Excerpt ->
==========

*I’m calling these six conceptualizations “memory models”, even though that term...

mmphosis · on Jan 1, 2017

"Data models" makes me think of relational models.

Memory models made me remember the 8086 which I would like to forget, so I think "memory models" works to describe these six conceptualizations.

kragen · on Jan 2, 2017

Maybe the desire to call them "data models" is an argument that the relational model doesn't really belong in this essay, because it really is much more of a data model (abstractly describing an ontology of mathematical objects) than a memory model (describing how to map that ontology onto bytes in memory).

I will have to think more about your comment.

chubot · on Jan 2, 2017

Yes I agree about the relational model. It is higher level than the rest -- one of the key ideas in Codd's paper was to abstract data away from concrete storage. In contrast, the records, parallel arrays, and to some degree the object graph model are pretty closely tied to concrete storage. C/C++/Go all explicitly specify the memory layout and allow the programmer to control it by design.

And as mentioned, I think the relational model and file system are interesting but orthogonal topics.

I do think this pattern of taking the memory model/data model and "externalizing" into a DSL is interesting (JSON, protobufs and many other schemes, ASDL). That makes it clear that persistence is an orthogonal concern.

One thing I've been thinking about, and which your article helped me hone in on, is that scripting languages almost use the object graph model, but that model is inefficient on modern computers. Pointers are huge and they lead to scattered data.

For example in Python:

    Python 3.4.3 (default, Oct 14 2015, 20:28:29) 
    [GCC 4.8.4] on linux

    >>> sys.getsizeof({})
    288
    >>> sys.getsizeof([])
    64
    >>> sys.getsizeof(())
    48
    >>> sys.getsizeof(set())
    224
    >>> sys.getsizeof('')
    49
    >>> sys.getsizeof(b'')
    33
    >>> sys.getsizeof(99)
    28

This seems like a pretty enormous amount of overhead... there is more "metadata" than there is data!

Another point: Someone else mentioned R and pandas. I've been meaning to write a blog post called "R is the only language without the ORM problem". There's no mismatch, because R's data model is the same as SQL -- tables with homogeneous columns (this is in the logical sense). It's meant for "measurements and observations" rather than "business data", but I don't see any fundamental reason why these are different. It's more about R's implementation quirks than the logical model.

So that is another argument that persistence is a separate concern. R has non-persistent tables, but SQL has persistent tables.

Another example is Redis. Redis is a persistent (although it didn't start off that way), but it doesn't use the relational model. I haven't used it too much, but as far as I know it has dictinoaries, sets, and lists. So it looks like a database server but has a different model.

So I think these concerns should be represented in the taxonomy:

- logical vs physical model (logical is what the user sees; physical is concrete storage). You can have an SQL database that is row-oriented or column-oriented. And I noticed that the Jai programming language has this structure-of-arrays vs array-of-structures duality built in.

- Persistence -- each model can be dealt with in-memory or on disk. I didn't know that COBOl dealt with records on disk, which is interesting. A B-Tree is a data structure with pointers, but it's designed for being seralized.

Thanks again for the great article!

==========

Problem set ->
a) For each statement, say whether the thread agrees with it: (i) Redis was persistent from the start. (ii) R's data model is the same as SQL's. (iii) The Jai programming language has the structure-of-arrays vs array-of-structures duality built in. Answer yes or no, and quote the words from the thread that settle it.
b) Answer these from the thread:
(i) What processor did the term "memory models" remind mmphosis of?
(ii) Which languages does chubot say explicitly specify the memory layout?
(iii) What did chubot not know COBOL dealt with?
c) Reproduce the part of the thread that opens with the words containing "One thing I've" and closes with "to scattered data.".

(Annotated coordinate records)
==========

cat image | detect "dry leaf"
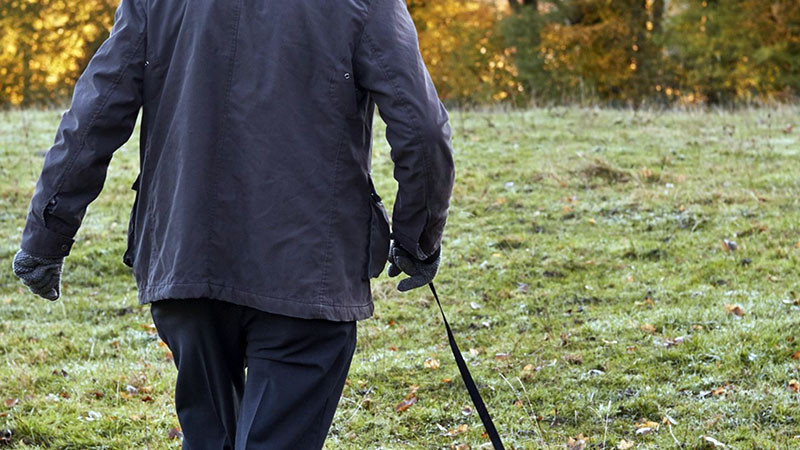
[567,433,586,450]
[634,420,660,434]
[725,303,744,317]
[520,364,536,381]
[447,423,469,436]
[394,384,419,412]
[617,439,636,450]
[422,358,439,370]
[722,239,739,252]
[700,436,728,448]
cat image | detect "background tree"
[0,0,118,106]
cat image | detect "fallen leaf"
[520,364,536,381]
[722,239,739,252]
[700,436,728,448]
[664,336,686,348]
[422,358,439,370]
[567,433,586,450]
[639,323,656,334]
[725,303,744,317]
[394,384,419,412]
[617,439,636,450]
[634,420,660,434]
[447,423,469,436]
[494,352,511,361]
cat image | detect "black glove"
[14,250,64,300]
[386,242,442,292]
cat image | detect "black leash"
[428,282,505,450]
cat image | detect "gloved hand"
[14,250,64,301]
[387,241,442,292]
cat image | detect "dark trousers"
[150,298,356,450]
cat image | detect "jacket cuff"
[20,214,75,258]
[392,231,438,261]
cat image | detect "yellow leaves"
[617,439,636,450]
[422,358,439,370]
[634,419,661,434]
[394,384,419,413]
[567,433,587,450]
[639,323,656,334]
[725,303,744,317]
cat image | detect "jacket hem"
[139,282,374,322]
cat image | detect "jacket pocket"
[122,175,141,267]
[366,179,391,279]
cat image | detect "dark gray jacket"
[22,0,454,320]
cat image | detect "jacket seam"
[205,0,242,282]
[49,16,146,211]
[140,281,374,309]
[317,75,347,310]
[353,0,380,59]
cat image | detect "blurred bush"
[0,0,119,106]
[0,0,800,106]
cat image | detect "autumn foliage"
[0,0,800,106]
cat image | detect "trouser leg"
[150,298,244,450]
[236,310,356,450]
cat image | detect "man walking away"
[14,0,454,449]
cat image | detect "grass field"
[0,107,800,449]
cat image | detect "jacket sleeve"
[21,0,146,257]
[353,0,455,259]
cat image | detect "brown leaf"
[725,303,744,317]
[634,419,660,434]
[394,394,417,412]
[447,423,469,436]
[700,436,728,448]
[394,384,419,412]
[617,439,636,450]
[422,358,439,370]
[567,433,586,450]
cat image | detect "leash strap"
[428,282,505,450]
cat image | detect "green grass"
[0,107,800,449]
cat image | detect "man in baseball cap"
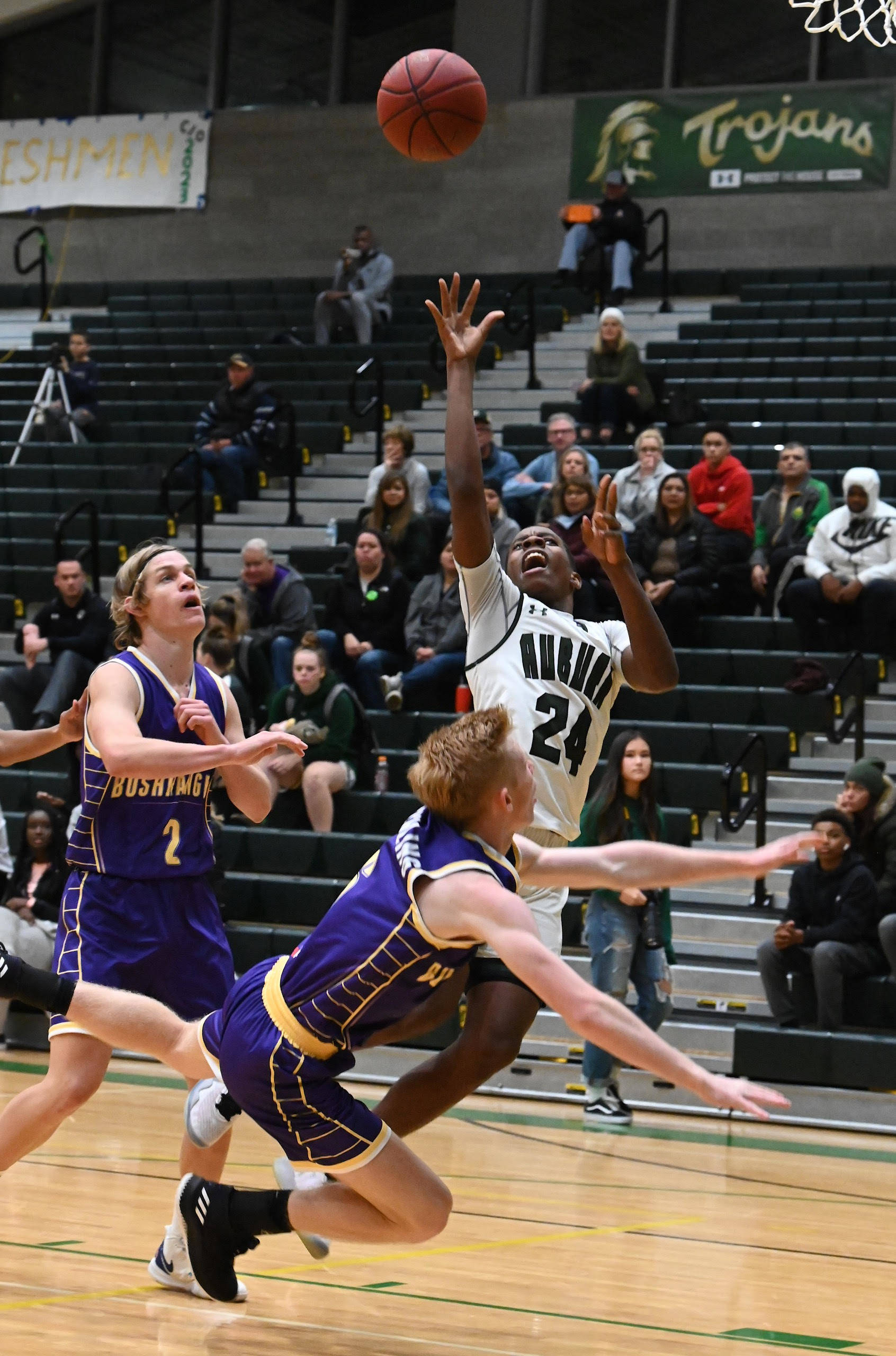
[556,170,644,307]
[195,353,276,513]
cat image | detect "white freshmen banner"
[0,112,211,213]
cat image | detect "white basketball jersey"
[458,549,629,842]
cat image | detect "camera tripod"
[10,362,82,467]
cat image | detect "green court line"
[720,1327,862,1352]
[0,1230,873,1356]
[0,1059,896,1171]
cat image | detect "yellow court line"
[0,1286,158,1313]
[244,1215,704,1280]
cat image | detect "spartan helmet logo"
[587,99,659,184]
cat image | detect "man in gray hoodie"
[785,467,896,658]
[315,227,395,343]
[380,541,467,710]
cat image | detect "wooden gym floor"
[0,1054,896,1356]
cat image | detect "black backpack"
[285,682,380,789]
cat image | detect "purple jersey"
[66,648,226,880]
[264,809,519,1059]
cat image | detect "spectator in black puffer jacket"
[317,528,411,710]
[195,353,278,513]
[380,541,467,710]
[629,470,719,646]
[836,758,896,975]
[756,809,884,1031]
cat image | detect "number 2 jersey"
[66,647,226,880]
[458,548,629,842]
[263,808,519,1060]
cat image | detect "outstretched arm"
[87,664,305,777]
[427,274,504,569]
[417,878,789,1119]
[515,833,820,889]
[581,476,678,692]
[175,689,283,824]
[0,692,87,768]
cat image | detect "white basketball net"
[790,0,896,48]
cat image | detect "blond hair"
[408,707,511,828]
[109,541,202,649]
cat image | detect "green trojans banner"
[569,84,893,198]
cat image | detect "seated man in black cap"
[756,809,884,1031]
[557,170,644,307]
[195,353,278,513]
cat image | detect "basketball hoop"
[790,0,896,48]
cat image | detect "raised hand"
[426,273,504,366]
[581,476,629,568]
[748,833,823,876]
[698,1074,790,1120]
[60,688,87,744]
[175,697,226,744]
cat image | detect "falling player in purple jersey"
[0,544,305,1291]
[0,707,818,1300]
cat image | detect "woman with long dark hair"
[575,729,675,1126]
[359,470,433,584]
[629,470,719,646]
[317,523,411,709]
[0,807,69,1039]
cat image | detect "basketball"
[377,48,488,160]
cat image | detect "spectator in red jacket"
[687,423,754,566]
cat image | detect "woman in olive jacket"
[629,470,719,646]
[319,528,411,710]
[576,307,655,442]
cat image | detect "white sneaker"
[274,1158,329,1262]
[183,1078,240,1148]
[380,674,404,710]
[146,1225,248,1305]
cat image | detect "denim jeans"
[196,442,255,510]
[557,221,639,291]
[271,636,298,692]
[317,630,402,710]
[401,649,467,710]
[581,894,673,1086]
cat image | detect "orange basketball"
[377,48,488,160]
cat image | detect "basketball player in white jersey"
[366,274,678,1136]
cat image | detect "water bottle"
[454,678,473,715]
[641,889,663,951]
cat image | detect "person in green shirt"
[750,442,831,613]
[266,632,358,834]
[572,729,675,1126]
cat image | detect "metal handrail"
[828,649,865,762]
[348,354,384,465]
[504,278,542,390]
[53,499,100,594]
[644,208,673,313]
[721,731,773,908]
[12,227,50,320]
[158,449,210,579]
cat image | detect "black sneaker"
[583,1083,632,1126]
[175,1173,257,1305]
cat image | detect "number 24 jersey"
[458,549,629,841]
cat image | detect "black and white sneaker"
[175,1173,257,1305]
[583,1083,632,1126]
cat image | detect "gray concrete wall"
[0,97,896,281]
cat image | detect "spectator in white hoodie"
[785,467,896,658]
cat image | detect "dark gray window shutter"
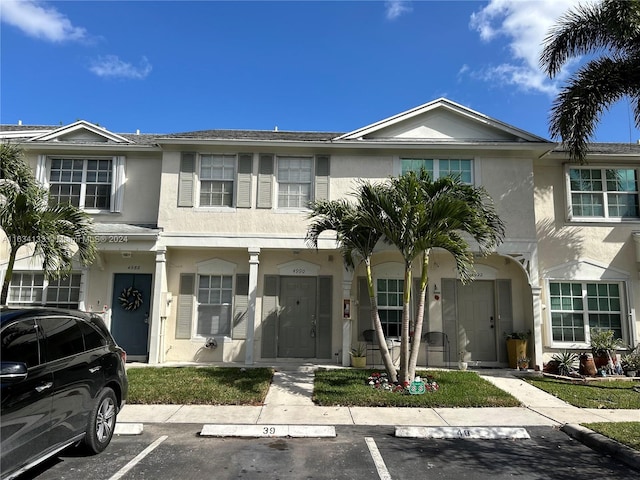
[236,153,253,208]
[178,152,196,207]
[316,277,333,358]
[176,273,196,338]
[440,278,458,359]
[315,155,330,200]
[262,275,280,358]
[256,154,274,208]
[232,273,249,339]
[411,278,429,334]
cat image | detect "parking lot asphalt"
[116,364,640,470]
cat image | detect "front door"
[458,280,498,362]
[278,277,317,358]
[111,273,151,362]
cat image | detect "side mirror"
[0,362,27,383]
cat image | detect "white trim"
[196,258,238,275]
[28,120,131,144]
[335,97,551,143]
[276,260,320,277]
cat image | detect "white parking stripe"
[364,437,391,480]
[109,435,169,480]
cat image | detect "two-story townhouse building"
[0,99,640,367]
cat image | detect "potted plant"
[349,343,367,368]
[458,350,469,370]
[620,349,640,377]
[591,328,622,373]
[518,357,529,370]
[551,350,578,377]
[504,331,531,368]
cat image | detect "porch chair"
[422,332,451,366]
[362,329,380,366]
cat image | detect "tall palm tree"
[0,145,96,305]
[365,169,505,383]
[540,0,640,163]
[307,182,397,383]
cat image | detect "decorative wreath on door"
[118,287,142,312]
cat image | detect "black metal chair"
[362,330,380,366]
[422,332,451,366]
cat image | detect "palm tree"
[364,169,504,383]
[540,0,640,163]
[0,145,96,305]
[307,182,397,383]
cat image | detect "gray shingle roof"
[159,130,342,142]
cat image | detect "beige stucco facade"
[0,99,640,368]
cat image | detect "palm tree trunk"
[400,262,413,384]
[0,244,18,305]
[408,250,429,379]
[365,259,398,383]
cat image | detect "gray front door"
[111,273,151,362]
[458,280,498,362]
[278,277,317,358]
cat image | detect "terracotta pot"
[579,353,598,377]
[351,355,367,368]
[593,352,616,369]
[507,338,528,368]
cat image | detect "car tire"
[83,387,118,454]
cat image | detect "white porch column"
[340,268,357,367]
[149,247,168,365]
[531,287,543,371]
[244,247,260,365]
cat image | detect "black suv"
[0,307,129,480]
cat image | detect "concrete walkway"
[118,365,640,427]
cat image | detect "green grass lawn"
[127,367,273,405]
[526,377,640,409]
[313,369,520,408]
[582,422,640,450]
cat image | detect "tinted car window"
[0,320,40,368]
[79,322,107,350]
[39,318,84,362]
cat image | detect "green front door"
[278,277,318,358]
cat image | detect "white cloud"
[384,0,413,20]
[89,55,152,80]
[0,0,87,42]
[470,0,584,95]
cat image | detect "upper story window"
[7,272,81,309]
[178,152,253,208]
[36,155,126,213]
[200,155,236,207]
[278,157,313,208]
[400,158,473,185]
[49,158,113,210]
[568,167,640,219]
[549,282,624,343]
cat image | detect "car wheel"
[84,388,117,453]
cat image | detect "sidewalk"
[118,365,640,427]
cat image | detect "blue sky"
[0,0,640,142]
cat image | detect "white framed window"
[199,154,236,207]
[400,158,474,185]
[549,281,625,344]
[567,166,640,220]
[49,158,113,210]
[7,272,82,309]
[277,156,313,209]
[195,275,233,337]
[376,278,404,337]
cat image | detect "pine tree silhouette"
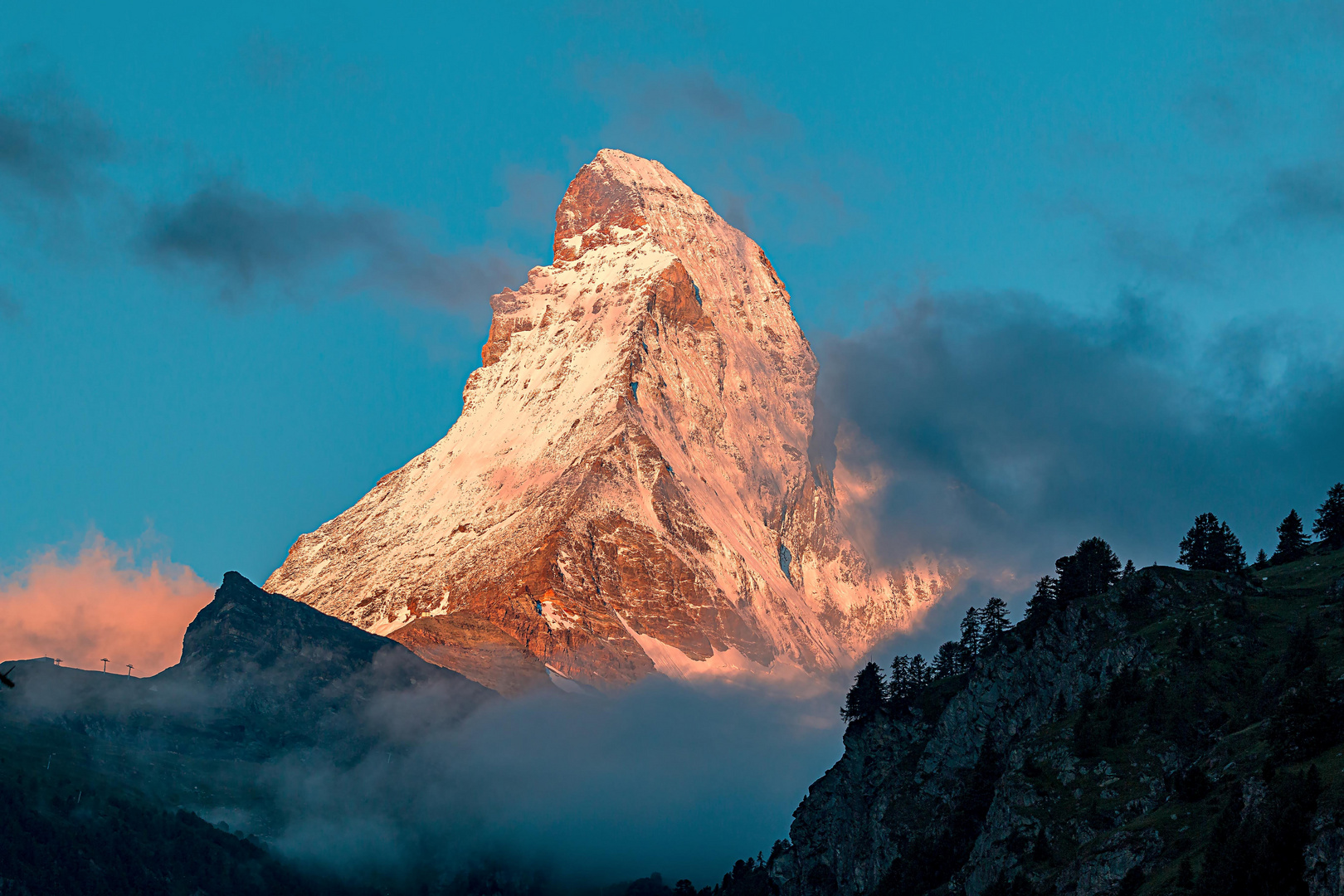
[1269,510,1311,566]
[1180,514,1246,572]
[1312,482,1344,549]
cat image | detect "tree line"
[1180,482,1344,572]
[840,482,1344,724]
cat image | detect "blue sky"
[0,0,1344,601]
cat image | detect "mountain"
[0,572,497,896]
[0,572,499,779]
[752,551,1344,896]
[266,149,947,690]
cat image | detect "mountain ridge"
[266,149,947,688]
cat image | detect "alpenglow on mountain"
[266,149,946,694]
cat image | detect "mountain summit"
[266,149,943,694]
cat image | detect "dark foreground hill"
[0,572,496,896]
[757,551,1344,896]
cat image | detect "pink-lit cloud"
[0,534,214,675]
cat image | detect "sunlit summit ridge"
[266,149,945,692]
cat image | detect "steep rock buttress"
[266,149,943,690]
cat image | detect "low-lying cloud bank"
[0,533,214,675]
[267,677,841,888]
[813,293,1344,599]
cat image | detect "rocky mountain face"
[763,551,1344,896]
[266,149,946,692]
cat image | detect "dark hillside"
[769,551,1344,896]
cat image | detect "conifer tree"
[961,607,980,665]
[933,640,962,679]
[1262,510,1309,566]
[1180,514,1246,572]
[980,595,1008,653]
[840,662,886,724]
[1027,575,1059,618]
[1312,482,1344,551]
[887,655,910,708]
[910,653,933,699]
[1055,538,1119,605]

==========

Expected answers ->
a)
(i) No: "Redis is a persistent (although it didn't start off that way)"
(ii) Yes: "R's data model is the same as SQL -- tables with homogeneous columns"
(iii) Yes: "the Jai programming language has this structure-of-arrays vs array-of-structures duality built in"

b)
(i) The 8086
(ii) C/C++/Go
(iii) Records on disk

c)
One thing I've been thinking about, and which your article helped me hone in on, is that scripting languages almost use the object graph model, but that model is inefficient on modern computers. Pointers are huge and they lead to scattered data.